▶ **Source excerpt**
++++++++++++++++++++
A Hard Rains a-Gonna Fall: Obama Exits and Trump Takes Center Stage

A Hard Rain’s a-Gonna Fall: Obama Exits and Trump Takes Center Stage
Derek Shearer
Huffington Post

Unlike 1992 when Bill Clinton campaigned on a program of Putting People First focusing on the economy, there was no overarching economic message from Hillary Clinton’s campaign. Her team produced a detailed program book, Stronger Together; her economic platform was endorsed by Bernie Sanders, Elizabeth Warren and a host of progressive economists. The problem wasn’t the program, but that it got lost in the flack over Benghazi, the State Department emails, and the activities of the Clinton Foundation. Russian hackers contributed to the cacophony, providing Wikileaks with emails from the Democratic National Committee and the account of John Podesta, the Clinton campaign chairman. The Trump campaign aggressively exploited these issues to drown out Mrs. Clinton’s programmatic message. Mass media coverage focused on both candidates’ negatives, but this reporting hurt Hillary more because Trump voters were ready to excuse his boorish behavior. In addition, serious reporting was overrun by fake news, wild rumors, and conspiracy charges. The Boy Scouts and millions of others were not immune to this degraded campaign coverage.
++++++++++++++++++++
▶ **Written exercise A**
Print the records below from their first line up to and including the line with "Mark the region".
The essay excerpt and the records are separate material.

▶ **Dataset content**
++++++++++++++++++++
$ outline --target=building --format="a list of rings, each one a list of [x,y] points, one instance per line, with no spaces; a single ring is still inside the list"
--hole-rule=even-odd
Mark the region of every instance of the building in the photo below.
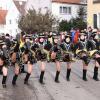
[[[51,11],[51,1],[52,0],[27,0],[26,11],[29,9],[35,9],[36,11],[41,10],[42,13],[45,13],[47,10]]]
[[[79,8],[86,7],[81,0],[52,0],[52,13],[60,20],[70,20],[78,16]]]
[[[80,6],[86,7],[87,0],[28,0],[26,9],[34,8],[42,12],[49,10],[60,20],[70,20],[78,16]]]
[[[0,33],[9,33],[15,36],[20,32],[18,28],[19,17],[25,13],[25,1],[18,0],[0,0],[0,16],[2,17],[2,22],[0,22]]]
[[[87,5],[88,26],[100,28],[100,0],[88,0]]]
++++++++++++++++++++
▶ **Written exercise B**
Carry on the excerpt about Hillary Clinton's campaign message, starting after its last sentence.

▶ **Exercise result A**
$ outline --target=building --format="a list of rings, each one a list of [x,y] points, one instance per line, with no spaces; a single ring is still inside the list"
--hole-rule=even-odd
Mark the region of every instance of the building in the photo below.

▶ **Exercise result B**
Still, it was a close election. Had not FBI Director James Comey intervened in the final ten days, Hillary might have won both the electoral and the popular vote. Another reason it was a close election is that President Obama missed an historic opportunity to revive the Democratic Party’s New Deal tradition and rebuild support among the working class. Obama deserves credit for pulling the country out of the worse economic downtown since the Depression, but he could have done much more than stabilize the economy. Instead of following James Carville’s advice to “jail a few bankers”, he appointed Wall Street veterans to key economic posts and steered a centrist course; few progressive economic thinkers were included in his administration.

Given Trump’s hard right conservative team, his world wide business interests, and the influence that lobbyists and Wall Street billionaires will exert, it is a safe bet that there will be scandals. There will also be push back from communities and groups affected by the Trump administration’s policies. Democratic politicians on both coasts and in major cities will defend minorities and immigrants. Senators Elizabeth Warren, Bernie Sanders, Sherrod Brown, Kamala Harris and others will call out Trump’s hypocrisy. It will not be a peaceful time.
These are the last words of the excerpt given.